Selasa, 17 September 2019

Bahasa Betawi: Pelajaran 1 - Seputar Bahasa Betawi


Assalamu’alékum! Tabé srèntè hormat!
Bahasa Betawi – Pelajaran 1: Seputar Bahasa Betawi

Pengantin Betawi sedang melakukan sungkeman kepada orang tua

            Nah, ketemu lagi ama Admin RF. Kali ini, Admin RF mao njelasin tentang bahasa Betawi. Mungkin dibenak teman-teman KePoster akan muncul pertanyaan “Ngapain sih gue belajar bahasa Betawi? ‘Kan tinggal di-è-è-in aja, secara gue ngerti gitu loh.” (dalam logat anak-anak Jakarta sekarang). Kalau iya bener, sekarang Admin RF balikin lagi “Abongah?”. Nah loh, langsung dah padè kèder apa artinya abongah. Makanya, Admin RF pèngèn mengenalkan bahasa Betawi yang sesungguhnya, bukan bahasa Indonesia yang di-Betawikan saja.
_ _ _ _ _
**Ketentuan Tugas:**
Teruskan tulisan tentang bahasa Betawi di atas, mulai sesudah kalimat terakhirnya.

**Data Tersimpan:**
_ _ _ _ _
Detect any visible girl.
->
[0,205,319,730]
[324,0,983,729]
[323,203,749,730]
_ _ _ _ _
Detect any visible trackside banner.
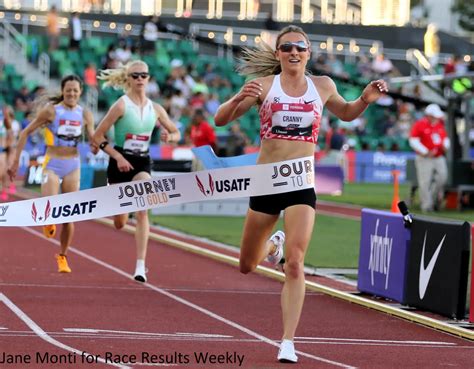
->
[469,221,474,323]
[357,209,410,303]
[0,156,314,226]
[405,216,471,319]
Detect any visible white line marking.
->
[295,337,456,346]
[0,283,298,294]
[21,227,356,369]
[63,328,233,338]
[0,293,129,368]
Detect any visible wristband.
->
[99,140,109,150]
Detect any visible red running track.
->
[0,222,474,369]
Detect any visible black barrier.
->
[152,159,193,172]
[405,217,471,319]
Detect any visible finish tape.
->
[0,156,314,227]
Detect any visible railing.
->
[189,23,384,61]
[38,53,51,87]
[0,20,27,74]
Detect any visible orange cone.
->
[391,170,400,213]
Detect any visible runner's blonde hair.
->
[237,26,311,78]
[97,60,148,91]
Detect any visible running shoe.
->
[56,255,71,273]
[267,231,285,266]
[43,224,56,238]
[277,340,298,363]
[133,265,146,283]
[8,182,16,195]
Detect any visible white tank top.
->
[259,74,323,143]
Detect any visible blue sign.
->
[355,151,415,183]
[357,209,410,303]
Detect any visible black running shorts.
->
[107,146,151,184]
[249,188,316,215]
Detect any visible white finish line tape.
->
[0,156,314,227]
_ _ _ _ _
**Hasil:**
Sejarah singkat
            Bahasa Betawi berangkat dari bahasa Melayu Pasar yang dituturkan di Betawi (Batavia). Pada zaman itu, banyak orang dari suku bangsa mana-mana datang ke Betawi atau didatangkan oleh Kumpeni, sehingga perlu adanya suatu bahasa yang digunakan untuk berbicara sehari-hari. Karena berasal dari suku bangsa yang beragam, mereka membawa pengaruh bahasa mereka terhadap bahasa Melayu Pasar yang digunakan di Kota Betawi. Oleh karena itu, jadilah bahasa gado-gado, kalo’ orang kitè katè, yang sekarang dikenal sebagai bahasa Betawi. Unsur penyusun bahasa Betawi berasal dari bahasa Melayu itu sendiri, bahasa Jawa, bahasa Sunda, bahasa Bali, bahasa Arab, bahasa Cina (Hokkien dan Hakka), bahasa Belanda, bahasa Portugis, dll. Mereka semua adalah bahasa-bahasa yang dipakai oleh suku bangsa yang datang ke Betawi.
            Selaras dengan sejarah bahasanya, orang Betawi juga merupakan campuran dari suku bangsa yang tinggal di Betawi dan “kehilangan jati dirinya”, karena lama meninggalkan kampung halaman dan membaur dengan orang lain. Kita dapat lihat pengaruh campuran tersebut dalam budaya Betawi.

Bahasa Betawi, bahasa omongan doang atau juga bahasa sastra?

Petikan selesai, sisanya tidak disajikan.